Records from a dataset
BEGIN

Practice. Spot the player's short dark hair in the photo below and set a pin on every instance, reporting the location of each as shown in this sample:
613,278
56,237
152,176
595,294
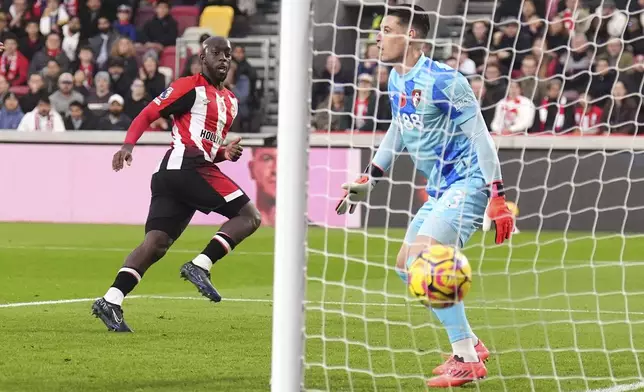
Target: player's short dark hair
415,17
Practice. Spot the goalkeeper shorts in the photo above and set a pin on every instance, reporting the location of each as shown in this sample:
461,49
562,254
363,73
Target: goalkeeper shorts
450,219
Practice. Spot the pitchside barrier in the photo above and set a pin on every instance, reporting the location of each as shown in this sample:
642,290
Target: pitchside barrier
593,183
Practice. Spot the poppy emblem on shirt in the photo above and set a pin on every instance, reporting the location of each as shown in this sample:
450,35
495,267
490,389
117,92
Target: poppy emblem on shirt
415,97
166,93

END

#### WORK REQUIRED:
Go to the line holding "Practice. Spot the goalkeeper" in the entries above and return it, along with every line after it, exactly as written.

#### RESULT OF THE TASK:
Practice. Spot the goalkeeper shorts in the photo above and set a pin on every instance, reporting the location of each as shown in this sample:
461,49
562,254
363,73
Target: goalkeeper shorts
450,219
Practice. Spot the pitchside barrier in the photo above and set a pin on every instance, reporting the location of each as shown in this sample:
642,290
Target: pitchside barrier
593,183
Practice. Spot the poppy emblem on shirt in the photo above and set a pin on every instance, reporting the location of each as shown in this sample:
450,35
495,267
490,389
117,92
Target: poppy emblem on shirt
415,97
166,93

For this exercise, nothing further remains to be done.